● Work to do
Copy the lines below word for word, without the pictures.
>> Start Dataset entries
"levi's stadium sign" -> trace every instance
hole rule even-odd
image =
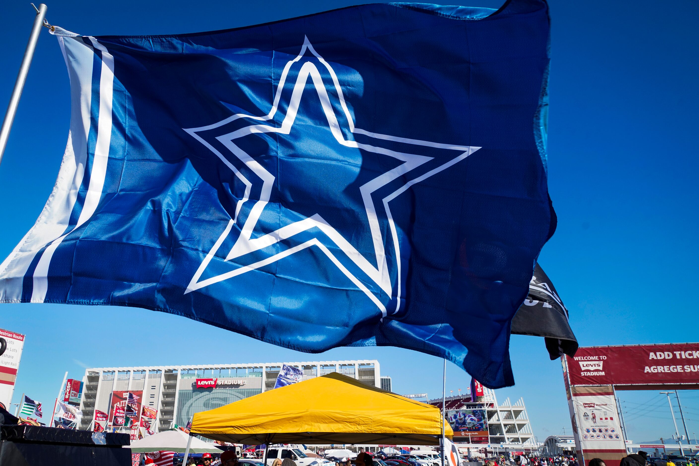
[[[245,385],[246,381],[242,379],[197,379],[197,388],[215,388],[226,385]]]
[[[699,388],[699,343],[588,347],[565,357],[571,385]]]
>> End Dataset entries
● Result of this task
"levi's stadium sign" -> trace every instance
hole rule even-odd
image =
[[[245,385],[246,381],[242,379],[197,379],[197,388],[215,388],[226,385]]]
[[[699,388],[699,343],[588,347],[565,357],[571,385]]]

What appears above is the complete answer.